Driving Forward- Dealing With Injuries & Focusing On Small Succeses

It’s been far too long since I’ve posted. At the beginning of June 2014 I started my peaking cycle for the RPS meet in New York State. Sadly, in the first week I started to fall a part, I went to squat 395lbs for a single and BAM… there goes my lower back and left knee. I could barely walk or bend down for 3 weeks, so I did something I’ve never done before; I played it smart and decided to bow out of the competition.

I’d been in a state of denial for about 8 months. Back in September, my lower back felt off after squatting one day but I didn’t think anything of it and continued to push. It progressively got worse and so did my left knee, another problem I’ve been dealing with for years. I kept telling myself it would get better with time, thankfully when I competed at the OPA provincial’s back in November 2013 everything held up and I hit some PR’s and broke some records. After the competition in November my back and left knee got progressively worse as the months went on. I tried to ignore the pain as much as possible since I was competing at RUM 7 in Florida, February 2014. I made the “smart” decision of cutting weight for this meet; at the beginning of January I was a little over 200lbs (~203) give or take and I wanted to get down to the 181lbs weight class. I dieted down hard for the month of January and my training was negatively affected. I was missing lifts right left and centre, I felt burnt out and I was in pain. I just told myself to push through and everything would be okay come competition day. The day before the competition I weighed 187lbs @ 2pm in the afternoon, this meant I had to lose 6lbs overnight which called for some agonizing hot baths and extreme dehydration. This was by far the longest and worst weight cut I’ve ever experienced. In the morning I was 183lbs, I needed to somehow lose 1.5lbs and I felt like death. I took some diuretics and a few hours later I was 182lbs. I decided to go weigh in and see what happened, I was 0.1 kg over so I hoped on the treadmill for 15 minutes and finally made weight, 181lbs on the dot @ around 2pm that afternoon. I felt like a zombie, I could barely pick my legs up let alone walk with my own two feet. The next day was competition day and my performance took a hit, I struggled to hit a 418lbs squat, which was easy last year at the same bodyweight and my knee & back felt like they were going to explode. My bench went alright, I hit a 209lbs bench and I only got my opener deadlift of 473lbs when I hit 515lbs a few months back in the gym. My total was lower than my competition back in November and although I was lighter, I was still very unsatisfied with my results. Moreover, I felt like a train wreck and I knew something needed to change if I wanted to move forward.

_TASKS TO PERFORM_
a) From the powerlifting post, give again the part that opens with the words containing "Driving Forward- Dealing" and closes with "of the competition.", copied exactly.
b) Decide whether each statement below agrees with the powerlifting post, answering yes or no and quoting the deciding words of the post exactly. (i) The writer's lower back first felt off in June 2014. (ii) The writer weighed 187lbs the day before the Florida competition. (iii) At the Florida competition, the writer completed every planned deadlift.

_EXTRACTED RECORDS_

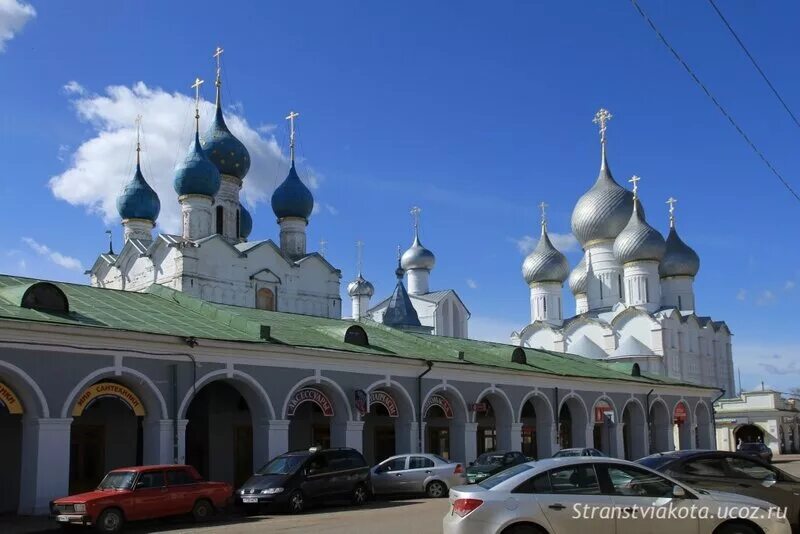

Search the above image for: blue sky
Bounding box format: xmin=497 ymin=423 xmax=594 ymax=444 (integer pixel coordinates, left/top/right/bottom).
xmin=0 ymin=0 xmax=800 ymax=390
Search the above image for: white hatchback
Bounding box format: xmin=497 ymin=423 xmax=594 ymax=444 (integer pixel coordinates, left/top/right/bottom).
xmin=443 ymin=457 xmax=791 ymax=534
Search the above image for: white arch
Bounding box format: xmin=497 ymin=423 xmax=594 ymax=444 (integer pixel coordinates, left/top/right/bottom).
xmin=0 ymin=360 xmax=50 ymax=418
xmin=471 ymin=386 xmax=519 ymax=424
xmin=281 ymin=376 xmax=353 ymax=421
xmin=517 ymin=389 xmax=553 ymax=421
xmin=178 ymin=369 xmax=275 ymax=419
xmin=419 ymin=382 xmax=469 ymax=421
xmin=61 ymin=367 xmax=169 ymax=419
xmin=364 ymin=380 xmax=417 ymax=422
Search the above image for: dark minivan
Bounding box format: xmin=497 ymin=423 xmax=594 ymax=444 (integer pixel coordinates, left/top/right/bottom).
xmin=236 ymin=447 xmax=370 ymax=514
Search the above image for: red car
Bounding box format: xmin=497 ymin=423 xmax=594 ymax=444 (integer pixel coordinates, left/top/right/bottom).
xmin=50 ymin=465 xmax=233 ymax=532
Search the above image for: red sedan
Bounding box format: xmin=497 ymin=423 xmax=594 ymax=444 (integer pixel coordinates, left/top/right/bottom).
xmin=50 ymin=465 xmax=233 ymax=532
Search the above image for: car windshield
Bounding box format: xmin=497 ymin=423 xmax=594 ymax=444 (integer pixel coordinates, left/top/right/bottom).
xmin=256 ymin=454 xmax=308 ymax=475
xmin=636 ymin=456 xmax=673 ymax=471
xmin=97 ymin=471 xmax=136 ymax=489
xmin=475 ymin=452 xmax=503 ymax=465
xmin=478 ymin=464 xmax=533 ymax=489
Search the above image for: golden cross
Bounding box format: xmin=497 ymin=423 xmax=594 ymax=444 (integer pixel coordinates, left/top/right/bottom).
xmin=667 ymin=197 xmax=678 ymax=228
xmin=212 ymin=46 xmax=225 ymax=85
xmin=286 ymin=111 xmax=300 ymax=163
xmin=592 ymin=108 xmax=613 ymax=145
xmin=539 ymin=202 xmax=548 ymax=228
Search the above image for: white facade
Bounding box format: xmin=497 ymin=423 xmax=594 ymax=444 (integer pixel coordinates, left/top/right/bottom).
xmin=714 ymin=390 xmax=800 ymax=455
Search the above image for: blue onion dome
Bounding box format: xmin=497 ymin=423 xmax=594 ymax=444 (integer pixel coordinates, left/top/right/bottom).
xmin=173 ymin=132 xmax=220 ymax=197
xmin=239 ymin=204 xmax=253 ymax=239
xmin=203 ymin=84 xmax=250 ymax=179
xmin=614 ymin=204 xmax=666 ymax=264
xmin=522 ymin=226 xmax=569 ymax=285
xmin=658 ymin=226 xmax=700 ymax=278
xmin=572 ymin=147 xmax=644 ymax=249
xmin=400 ymin=232 xmax=436 ymax=271
xmin=272 ymin=162 xmax=314 ymax=220
xmin=568 ymin=254 xmax=589 ymax=295
xmin=117 ymin=162 xmax=161 ymax=222
xmin=347 ymin=273 xmax=375 ymax=297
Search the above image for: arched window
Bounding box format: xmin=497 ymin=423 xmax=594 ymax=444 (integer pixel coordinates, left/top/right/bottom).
xmin=256 ymin=287 xmax=275 ymax=311
xmin=217 ymin=206 xmax=225 ymax=234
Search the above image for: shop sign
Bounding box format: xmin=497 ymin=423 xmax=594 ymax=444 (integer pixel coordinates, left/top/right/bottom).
xmin=72 ymin=382 xmax=146 ymax=417
xmin=369 ymin=389 xmax=398 ymax=417
xmin=0 ymin=382 xmax=24 ymax=415
xmin=672 ymin=402 xmax=686 ymax=425
xmin=422 ymin=394 xmax=453 ymax=419
xmin=469 ymin=402 xmax=489 ymax=413
xmin=286 ymin=388 xmax=333 ymax=417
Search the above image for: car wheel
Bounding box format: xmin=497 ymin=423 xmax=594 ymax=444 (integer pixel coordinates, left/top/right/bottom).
xmin=714 ymin=523 xmax=760 ymax=534
xmin=425 ymin=480 xmax=447 ymax=499
xmin=352 ymin=484 xmax=369 ymax=506
xmin=192 ymin=499 xmax=214 ymax=523
xmin=95 ymin=508 xmax=125 ymax=533
xmin=288 ymin=490 xmax=306 ymax=514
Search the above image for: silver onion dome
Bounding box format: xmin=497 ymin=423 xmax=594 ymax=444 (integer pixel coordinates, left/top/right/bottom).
xmin=658 ymin=226 xmax=700 ymax=278
xmin=522 ymin=226 xmax=569 ymax=285
xmin=400 ymin=232 xmax=436 ymax=271
xmin=572 ymin=146 xmax=644 ymax=249
xmin=614 ymin=203 xmax=666 ymax=264
xmin=347 ymin=274 xmax=375 ymax=297
xmin=569 ymin=254 xmax=589 ymax=295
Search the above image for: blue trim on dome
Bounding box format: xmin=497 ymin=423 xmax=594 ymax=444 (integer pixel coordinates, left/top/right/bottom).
xmin=173 ymin=132 xmax=220 ymax=197
xmin=202 ymin=86 xmax=250 ymax=179
xmin=272 ymin=162 xmax=314 ymax=219
xmin=239 ymin=204 xmax=253 ymax=239
xmin=117 ymin=163 xmax=161 ymax=222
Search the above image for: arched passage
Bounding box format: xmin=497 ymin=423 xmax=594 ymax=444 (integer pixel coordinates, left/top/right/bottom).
xmin=422 ymin=386 xmax=474 ymax=461
xmin=592 ymin=397 xmax=618 ymax=456
xmin=283 ymin=378 xmax=359 ymax=450
xmin=519 ymin=393 xmax=553 ymax=460
xmin=672 ymin=401 xmax=694 ymax=451
xmin=694 ymin=401 xmax=714 ymax=449
xmin=558 ymin=395 xmax=589 ymax=449
xmin=622 ymin=399 xmax=647 ymax=460
xmin=650 ymin=399 xmax=672 ymax=454
xmin=733 ymin=424 xmax=764 ymax=450
xmin=362 ymin=381 xmax=416 ymax=465
xmin=471 ymin=389 xmax=516 ymax=455
xmin=179 ymin=370 xmax=274 ymax=486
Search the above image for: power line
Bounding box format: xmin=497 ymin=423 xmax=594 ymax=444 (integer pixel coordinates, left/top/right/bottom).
xmin=708 ymin=0 xmax=800 ymax=131
xmin=631 ymin=0 xmax=800 ymax=201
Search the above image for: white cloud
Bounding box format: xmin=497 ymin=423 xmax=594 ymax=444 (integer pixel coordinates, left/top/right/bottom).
xmin=509 ymin=232 xmax=580 ymax=254
xmin=756 ymin=289 xmax=775 ymax=306
xmin=0 ymin=0 xmax=36 ymax=52
xmin=48 ymin=81 xmax=321 ymax=232
xmin=22 ymin=237 xmax=84 ymax=272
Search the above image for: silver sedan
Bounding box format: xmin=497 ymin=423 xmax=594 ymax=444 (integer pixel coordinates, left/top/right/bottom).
xmin=372 ymin=454 xmax=467 ymax=497
xmin=443 ymin=456 xmax=791 ymax=534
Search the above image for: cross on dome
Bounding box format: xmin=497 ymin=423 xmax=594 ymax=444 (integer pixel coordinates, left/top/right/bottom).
xmin=592 ymin=108 xmax=613 ymax=145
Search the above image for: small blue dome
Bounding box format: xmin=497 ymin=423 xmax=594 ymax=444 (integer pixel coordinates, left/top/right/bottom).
xmin=117 ymin=163 xmax=161 ymax=222
xmin=239 ymin=204 xmax=253 ymax=239
xmin=203 ymin=86 xmax=250 ymax=179
xmin=174 ymin=133 xmax=220 ymax=197
xmin=272 ymin=162 xmax=314 ymax=219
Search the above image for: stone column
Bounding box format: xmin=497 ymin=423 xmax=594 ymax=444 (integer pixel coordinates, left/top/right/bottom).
xmin=142 ymin=419 xmax=174 ymax=465
xmin=18 ymin=418 xmax=72 ymax=515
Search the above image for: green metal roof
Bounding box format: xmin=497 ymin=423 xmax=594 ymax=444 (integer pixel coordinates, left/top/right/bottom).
xmin=0 ymin=275 xmax=713 ymax=389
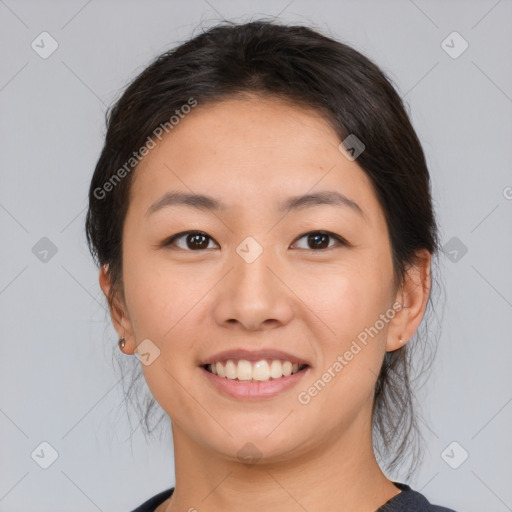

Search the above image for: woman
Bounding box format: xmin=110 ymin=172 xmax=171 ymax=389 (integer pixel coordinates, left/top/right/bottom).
xmin=86 ymin=20 xmax=456 ymax=512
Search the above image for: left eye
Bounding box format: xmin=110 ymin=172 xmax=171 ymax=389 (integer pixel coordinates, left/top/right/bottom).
xmin=162 ymin=231 xmax=348 ymax=251
xmin=297 ymin=231 xmax=348 ymax=250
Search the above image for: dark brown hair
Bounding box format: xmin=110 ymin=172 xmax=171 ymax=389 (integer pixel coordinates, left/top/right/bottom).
xmin=86 ymin=19 xmax=439 ymax=480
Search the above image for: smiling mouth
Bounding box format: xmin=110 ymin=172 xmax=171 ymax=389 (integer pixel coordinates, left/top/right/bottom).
xmin=203 ymin=359 xmax=309 ymax=382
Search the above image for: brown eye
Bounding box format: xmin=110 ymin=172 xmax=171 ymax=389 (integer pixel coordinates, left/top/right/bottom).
xmin=290 ymin=231 xmax=347 ymax=251
xmin=163 ymin=231 xmax=217 ymax=251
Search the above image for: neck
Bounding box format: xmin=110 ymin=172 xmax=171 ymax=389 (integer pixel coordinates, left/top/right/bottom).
xmin=162 ymin=414 xmax=400 ymax=512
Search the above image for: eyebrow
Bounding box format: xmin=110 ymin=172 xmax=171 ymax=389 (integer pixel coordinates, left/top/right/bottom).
xmin=145 ymin=190 xmax=364 ymax=217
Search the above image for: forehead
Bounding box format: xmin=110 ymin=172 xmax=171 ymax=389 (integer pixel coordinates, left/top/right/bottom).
xmin=131 ymin=97 xmax=384 ymax=226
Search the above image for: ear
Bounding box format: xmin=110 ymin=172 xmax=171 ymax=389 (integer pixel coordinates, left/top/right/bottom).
xmin=99 ymin=264 xmax=136 ymax=353
xmin=386 ymin=249 xmax=432 ymax=352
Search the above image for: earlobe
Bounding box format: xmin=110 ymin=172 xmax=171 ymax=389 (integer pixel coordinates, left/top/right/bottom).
xmin=386 ymin=249 xmax=431 ymax=352
xmin=99 ymin=264 xmax=131 ymax=352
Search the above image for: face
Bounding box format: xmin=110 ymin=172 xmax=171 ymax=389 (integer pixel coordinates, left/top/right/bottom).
xmin=101 ymin=97 xmax=420 ymax=461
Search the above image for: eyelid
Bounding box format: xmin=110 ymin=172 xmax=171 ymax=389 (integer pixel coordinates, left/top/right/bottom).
xmin=159 ymin=229 xmax=351 ymax=252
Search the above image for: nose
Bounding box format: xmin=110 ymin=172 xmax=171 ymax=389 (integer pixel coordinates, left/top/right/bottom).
xmin=214 ymin=243 xmax=294 ymax=331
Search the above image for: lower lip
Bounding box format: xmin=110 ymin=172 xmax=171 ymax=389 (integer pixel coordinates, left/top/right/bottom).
xmin=199 ymin=366 xmax=311 ymax=399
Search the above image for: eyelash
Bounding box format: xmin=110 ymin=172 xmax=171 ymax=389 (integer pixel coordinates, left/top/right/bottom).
xmin=161 ymin=230 xmax=350 ymax=252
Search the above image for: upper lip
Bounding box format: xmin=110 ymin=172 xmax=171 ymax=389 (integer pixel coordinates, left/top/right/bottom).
xmin=199 ymin=348 xmax=310 ymax=366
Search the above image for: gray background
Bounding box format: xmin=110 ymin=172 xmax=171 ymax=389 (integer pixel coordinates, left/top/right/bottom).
xmin=0 ymin=0 xmax=512 ymax=512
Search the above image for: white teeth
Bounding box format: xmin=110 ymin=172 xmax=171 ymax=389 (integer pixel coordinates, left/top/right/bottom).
xmin=226 ymin=359 xmax=237 ymax=379
xmin=209 ymin=359 xmax=306 ymax=382
xmin=253 ymin=361 xmax=270 ymax=380
xmin=216 ymin=363 xmax=226 ymax=377
xmin=237 ymin=359 xmax=252 ymax=380
xmin=283 ymin=361 xmax=292 ymax=377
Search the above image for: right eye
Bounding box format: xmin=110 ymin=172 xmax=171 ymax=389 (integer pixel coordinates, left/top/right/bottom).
xmin=162 ymin=231 xmax=219 ymax=251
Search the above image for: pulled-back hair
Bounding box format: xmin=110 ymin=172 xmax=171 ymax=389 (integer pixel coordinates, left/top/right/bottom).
xmin=86 ymin=19 xmax=439 ymax=480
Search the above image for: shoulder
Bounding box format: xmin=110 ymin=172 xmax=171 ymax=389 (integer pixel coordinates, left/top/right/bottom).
xmin=132 ymin=487 xmax=174 ymax=512
xmin=376 ymin=482 xmax=456 ymax=512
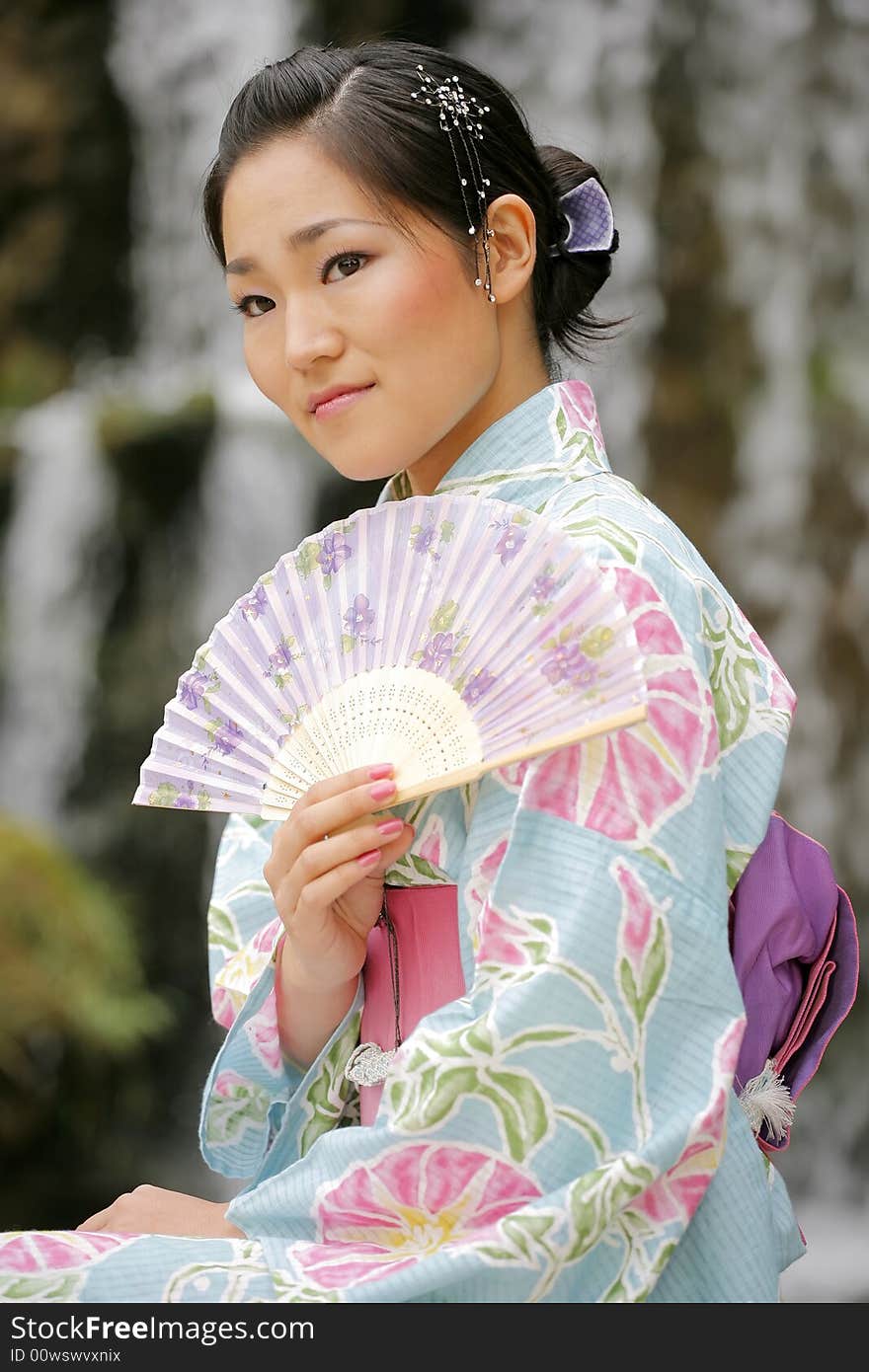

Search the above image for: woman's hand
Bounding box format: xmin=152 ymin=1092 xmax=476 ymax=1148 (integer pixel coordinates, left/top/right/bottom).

_ANSWER LIST_
a)
Driving Forward- Dealing With Injuries & Focusing On Small Succeses

It’s been far too long since I’ve posted. At the beginning of June 2014 I started my peaking cycle for the RPS meet in New York State. Sadly, in the first week I started to fall a part, I went to squat 395lbs for a single and BAM… there goes my lower back and left knee. I could barely walk or bend down for 3 weeks, so I did something I’ve never done before; I played it smart and decided to bow out of the competition.

b)
(i) No: "Back in September, my lower back felt off after squatting one day"
(ii) Yes: "The day before the competition I weighed 187lbs @ 2pm in the afternoon"
(iii) No: "I only got my opener deadlift of 473lbs"